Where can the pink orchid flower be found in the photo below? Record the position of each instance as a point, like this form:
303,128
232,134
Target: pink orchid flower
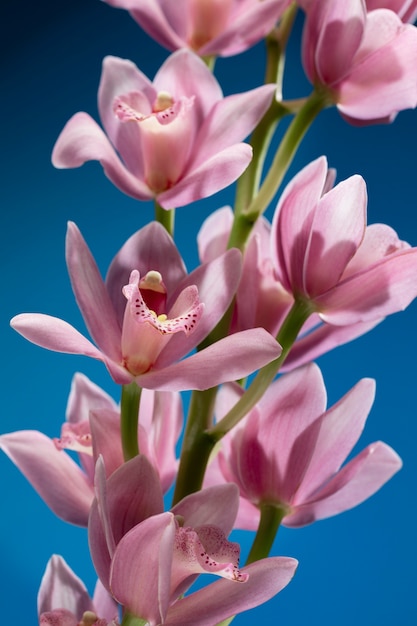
63,599
209,27
405,9
176,139
92,428
324,253
148,558
143,328
270,302
289,450
366,61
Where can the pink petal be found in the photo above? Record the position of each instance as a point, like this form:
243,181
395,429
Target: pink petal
105,432
91,295
141,568
340,428
340,29
252,22
291,224
83,140
216,506
270,457
53,334
383,80
184,74
336,233
323,339
225,598
231,358
356,482
85,395
165,29
52,473
215,174
120,77
61,589
131,494
386,287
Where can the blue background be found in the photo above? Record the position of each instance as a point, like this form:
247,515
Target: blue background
358,567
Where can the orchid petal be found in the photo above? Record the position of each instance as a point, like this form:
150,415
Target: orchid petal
216,506
214,174
91,295
336,233
85,395
356,482
54,334
231,358
220,129
340,428
382,80
83,140
386,287
133,488
61,589
292,221
52,473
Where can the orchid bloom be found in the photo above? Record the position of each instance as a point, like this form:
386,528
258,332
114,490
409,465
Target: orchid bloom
270,302
323,252
148,558
288,451
176,139
209,27
143,328
365,61
63,599
405,9
92,428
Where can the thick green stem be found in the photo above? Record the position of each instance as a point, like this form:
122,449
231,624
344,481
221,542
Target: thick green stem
166,217
285,153
197,444
248,183
129,415
271,518
295,319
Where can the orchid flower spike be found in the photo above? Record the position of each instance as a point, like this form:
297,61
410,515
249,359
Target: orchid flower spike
176,139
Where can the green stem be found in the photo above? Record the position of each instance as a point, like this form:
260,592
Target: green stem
166,217
197,444
287,335
271,518
132,620
129,415
248,183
———
▶ **Instructions for the task**: Would you mind returning each entry above word for word, skipping the images?

▶ **Solution**:
Where can the pink orchid flower be found in the photo below? Record the position of each instance as a point, like this form:
303,128
232,134
Target: pink orchid flower
63,599
209,27
405,9
176,139
92,428
324,253
148,558
143,328
270,302
289,450
366,61
Where can the pink petal be found in the photo above? Record the position of each instance as a point, like this form:
243,181
395,429
Target: pink petal
105,432
91,295
141,568
340,428
340,29
252,22
291,224
83,140
216,506
270,457
53,334
383,80
184,74
336,233
323,339
225,598
231,358
356,482
85,395
165,29
52,473
215,174
120,77
61,589
131,494
386,287
Where can the blue background be found in the photo above? Record the position of each instance as a point, like this form:
247,515
Target: blue background
358,567
Where can the orchid petal be found in the photo above? Record the position of each instance as a point, like this form:
150,415
Target: orchid petal
216,506
214,174
91,295
336,233
85,395
356,482
54,334
231,358
220,129
340,428
382,80
83,140
386,287
133,488
61,589
292,221
52,473
Where can the orchid bloom be found in the photo above? Record the position of each instance as a point, like this form:
386,528
258,332
114,490
409,465
Target: orchid bloom
270,302
323,252
148,558
288,451
176,139
209,27
143,328
365,61
63,599
405,9
92,428
Where can the thick green stem be found in the photo above? Record the position of each instance as a point, like this form:
122,449
231,624
344,481
221,542
Target: thick green stem
166,217
285,153
197,444
248,183
129,415
271,518
295,319
Where can the orchid flower spike be found in the photo above? Record the position of each instance as a point, like this form:
297,61
410,515
249,359
Target: orchid flower spike
176,139
Where can the green stem be found in the photo above? Record the position of each instance as a point, like this form:
260,592
Target: green stem
166,217
197,444
287,335
271,518
132,620
129,415
248,183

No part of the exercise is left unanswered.